Dataset content section start

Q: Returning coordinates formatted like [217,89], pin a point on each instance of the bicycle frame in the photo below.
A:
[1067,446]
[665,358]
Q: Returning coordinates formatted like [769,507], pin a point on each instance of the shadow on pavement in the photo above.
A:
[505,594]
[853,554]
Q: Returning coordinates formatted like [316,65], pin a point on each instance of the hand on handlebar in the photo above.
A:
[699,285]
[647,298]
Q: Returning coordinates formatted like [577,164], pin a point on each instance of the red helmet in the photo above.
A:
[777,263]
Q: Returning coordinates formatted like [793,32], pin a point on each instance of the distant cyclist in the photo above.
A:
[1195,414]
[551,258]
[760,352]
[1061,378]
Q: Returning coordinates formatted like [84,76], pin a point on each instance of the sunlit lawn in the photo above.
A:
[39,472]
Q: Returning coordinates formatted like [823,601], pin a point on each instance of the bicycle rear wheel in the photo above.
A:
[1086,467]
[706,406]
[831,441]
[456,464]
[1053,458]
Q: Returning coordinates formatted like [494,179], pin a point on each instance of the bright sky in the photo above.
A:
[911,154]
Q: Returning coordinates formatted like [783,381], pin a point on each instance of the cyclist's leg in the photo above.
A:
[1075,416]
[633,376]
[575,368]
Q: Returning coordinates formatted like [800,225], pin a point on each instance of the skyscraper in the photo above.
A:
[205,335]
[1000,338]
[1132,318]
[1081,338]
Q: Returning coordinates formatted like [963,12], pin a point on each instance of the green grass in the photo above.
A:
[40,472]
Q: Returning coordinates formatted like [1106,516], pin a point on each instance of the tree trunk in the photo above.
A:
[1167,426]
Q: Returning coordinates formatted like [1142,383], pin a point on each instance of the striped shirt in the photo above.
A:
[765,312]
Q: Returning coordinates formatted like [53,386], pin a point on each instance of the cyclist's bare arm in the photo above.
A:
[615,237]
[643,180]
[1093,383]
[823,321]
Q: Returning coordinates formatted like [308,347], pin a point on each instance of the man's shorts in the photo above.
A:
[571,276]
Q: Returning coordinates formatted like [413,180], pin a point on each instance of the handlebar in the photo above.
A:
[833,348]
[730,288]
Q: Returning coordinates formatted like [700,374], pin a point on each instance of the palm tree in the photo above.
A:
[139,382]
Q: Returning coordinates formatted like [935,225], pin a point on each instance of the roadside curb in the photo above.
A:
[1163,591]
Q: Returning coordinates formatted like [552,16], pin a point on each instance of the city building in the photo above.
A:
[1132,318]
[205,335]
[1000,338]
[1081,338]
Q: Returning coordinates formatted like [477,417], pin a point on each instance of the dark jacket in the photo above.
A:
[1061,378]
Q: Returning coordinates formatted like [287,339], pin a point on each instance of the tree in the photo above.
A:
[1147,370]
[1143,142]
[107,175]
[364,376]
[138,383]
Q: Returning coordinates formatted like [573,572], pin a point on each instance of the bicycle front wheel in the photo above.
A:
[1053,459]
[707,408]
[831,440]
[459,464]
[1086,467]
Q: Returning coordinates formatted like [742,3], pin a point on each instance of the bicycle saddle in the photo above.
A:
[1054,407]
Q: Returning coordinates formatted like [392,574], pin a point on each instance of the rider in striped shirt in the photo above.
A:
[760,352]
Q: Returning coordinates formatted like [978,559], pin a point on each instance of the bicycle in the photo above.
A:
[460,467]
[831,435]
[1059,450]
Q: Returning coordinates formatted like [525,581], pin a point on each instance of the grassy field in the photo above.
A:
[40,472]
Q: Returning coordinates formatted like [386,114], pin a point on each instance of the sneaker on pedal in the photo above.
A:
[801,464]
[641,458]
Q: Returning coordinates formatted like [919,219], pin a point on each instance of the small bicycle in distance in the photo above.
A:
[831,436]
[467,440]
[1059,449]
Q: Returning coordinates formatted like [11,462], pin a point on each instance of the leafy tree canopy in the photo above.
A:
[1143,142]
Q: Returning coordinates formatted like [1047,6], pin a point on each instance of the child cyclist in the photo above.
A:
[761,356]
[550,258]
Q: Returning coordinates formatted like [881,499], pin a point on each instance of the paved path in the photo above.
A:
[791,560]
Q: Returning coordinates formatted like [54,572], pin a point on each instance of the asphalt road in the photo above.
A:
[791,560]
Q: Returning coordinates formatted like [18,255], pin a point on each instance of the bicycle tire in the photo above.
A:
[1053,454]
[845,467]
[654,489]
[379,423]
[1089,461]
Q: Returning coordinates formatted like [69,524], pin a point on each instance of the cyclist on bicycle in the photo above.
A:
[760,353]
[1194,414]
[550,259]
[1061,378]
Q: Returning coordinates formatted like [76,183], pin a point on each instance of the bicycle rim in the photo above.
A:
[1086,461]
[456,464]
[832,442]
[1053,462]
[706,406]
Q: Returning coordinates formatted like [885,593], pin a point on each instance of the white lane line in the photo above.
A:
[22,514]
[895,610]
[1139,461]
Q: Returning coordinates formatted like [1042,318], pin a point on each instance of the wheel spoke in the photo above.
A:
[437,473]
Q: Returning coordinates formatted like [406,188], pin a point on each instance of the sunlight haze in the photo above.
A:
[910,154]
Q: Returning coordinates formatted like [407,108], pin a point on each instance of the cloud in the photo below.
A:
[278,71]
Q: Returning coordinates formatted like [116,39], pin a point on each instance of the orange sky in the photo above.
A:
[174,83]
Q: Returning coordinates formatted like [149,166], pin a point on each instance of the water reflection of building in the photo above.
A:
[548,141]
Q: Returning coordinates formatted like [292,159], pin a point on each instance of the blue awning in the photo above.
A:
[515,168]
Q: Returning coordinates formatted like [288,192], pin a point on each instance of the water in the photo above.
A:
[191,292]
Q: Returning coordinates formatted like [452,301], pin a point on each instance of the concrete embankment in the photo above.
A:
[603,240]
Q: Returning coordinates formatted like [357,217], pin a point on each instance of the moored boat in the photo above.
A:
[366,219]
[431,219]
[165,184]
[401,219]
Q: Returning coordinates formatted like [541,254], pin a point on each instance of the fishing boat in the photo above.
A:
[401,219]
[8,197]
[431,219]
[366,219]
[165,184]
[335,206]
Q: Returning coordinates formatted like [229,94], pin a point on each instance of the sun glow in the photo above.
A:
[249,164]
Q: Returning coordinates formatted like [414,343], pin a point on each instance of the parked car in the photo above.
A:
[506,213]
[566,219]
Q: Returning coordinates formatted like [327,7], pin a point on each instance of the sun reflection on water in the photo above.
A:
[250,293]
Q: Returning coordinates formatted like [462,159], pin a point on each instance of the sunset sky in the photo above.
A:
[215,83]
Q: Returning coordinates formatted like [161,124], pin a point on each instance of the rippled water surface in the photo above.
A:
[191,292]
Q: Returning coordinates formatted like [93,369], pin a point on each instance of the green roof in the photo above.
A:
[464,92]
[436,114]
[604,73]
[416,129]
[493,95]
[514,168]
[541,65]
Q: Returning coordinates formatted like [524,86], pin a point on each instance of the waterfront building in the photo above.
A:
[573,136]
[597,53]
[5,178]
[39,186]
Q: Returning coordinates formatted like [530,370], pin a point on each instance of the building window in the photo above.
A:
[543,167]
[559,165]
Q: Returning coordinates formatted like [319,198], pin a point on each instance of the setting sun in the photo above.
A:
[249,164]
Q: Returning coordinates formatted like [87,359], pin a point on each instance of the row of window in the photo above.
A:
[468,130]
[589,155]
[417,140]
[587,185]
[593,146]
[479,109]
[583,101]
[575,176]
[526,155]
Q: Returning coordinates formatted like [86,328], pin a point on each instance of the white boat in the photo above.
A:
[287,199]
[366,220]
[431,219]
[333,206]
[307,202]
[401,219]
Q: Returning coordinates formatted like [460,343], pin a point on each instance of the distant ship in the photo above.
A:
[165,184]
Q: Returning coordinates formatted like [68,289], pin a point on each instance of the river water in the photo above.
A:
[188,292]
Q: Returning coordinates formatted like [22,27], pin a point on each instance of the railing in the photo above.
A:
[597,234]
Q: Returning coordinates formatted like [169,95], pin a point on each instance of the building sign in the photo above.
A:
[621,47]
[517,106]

Dataset content section end

Beginning with the line that contains "Q: Returning coordinates formatted like [22,27], pin", repeat every line through the end of the records and nothing more.

→ **Written response**:
Q: Returning coordinates formatted like [22,27], pin a point on each instance of the railing in the photo above.
A:
[597,234]
Q: Returning coordinates formatted like [169,95], pin a point on each instance of the building sign in the photo above.
A:
[621,47]
[517,106]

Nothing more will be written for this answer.